## start Entries shown
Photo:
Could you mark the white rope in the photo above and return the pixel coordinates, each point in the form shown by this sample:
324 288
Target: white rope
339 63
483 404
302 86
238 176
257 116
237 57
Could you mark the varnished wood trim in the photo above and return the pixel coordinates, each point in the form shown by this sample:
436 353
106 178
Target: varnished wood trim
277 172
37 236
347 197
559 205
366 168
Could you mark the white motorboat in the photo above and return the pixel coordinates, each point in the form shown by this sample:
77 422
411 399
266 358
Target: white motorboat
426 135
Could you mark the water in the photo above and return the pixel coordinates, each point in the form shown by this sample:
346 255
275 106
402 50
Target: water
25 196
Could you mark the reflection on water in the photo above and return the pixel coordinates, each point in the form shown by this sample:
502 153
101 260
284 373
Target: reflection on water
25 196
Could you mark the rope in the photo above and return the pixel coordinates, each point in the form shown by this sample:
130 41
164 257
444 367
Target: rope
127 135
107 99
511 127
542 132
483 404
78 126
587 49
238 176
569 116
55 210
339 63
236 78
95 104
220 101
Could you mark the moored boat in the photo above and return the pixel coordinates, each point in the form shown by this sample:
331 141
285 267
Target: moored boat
## end Entries shown
Copy every record above exactly as it appears.

*Task solution*
Photo:
Could you mark the white rope in the photo above and return the pixel coordinates, each point in the form shown by this sample:
324 288
Target: white rope
339 63
483 404
302 86
238 176
257 116
237 57
Could you mark the varnished wood trim in the photo above and return the pixel coordinates, each point in the form shown by this sample:
436 353
106 178
Target: varnished wood trim
277 172
37 236
347 197
559 205
366 168
Could you mark the white motorboat in the photo above and return the pixel coordinates, each point in the form shown by this sample:
77 422
411 399
266 358
Target: white motorboat
426 135
Could you mark the water in the photo above and return the pixel coordinates, each point in the form shown by this sample:
346 255
275 106
402 50
Target: water
25 196
Could you mark the reflection on water in the photo above and return the pixel coordinates, each point in the form shown by this sample:
502 153
101 260
284 373
Target: reflection on water
25 196
Could you mark the rope in the photo above and return the pixel coordinates, each point in the form shown by this sample:
130 41
164 257
444 367
Target: rope
127 135
107 99
511 127
542 132
483 404
78 126
587 49
238 176
569 116
55 210
339 63
236 78
95 104
220 101
Could you mark the moored boat in the photo above and return the pixel coordinates, each point in the form shown by this sample:
331 141
285 267
Target: moored boat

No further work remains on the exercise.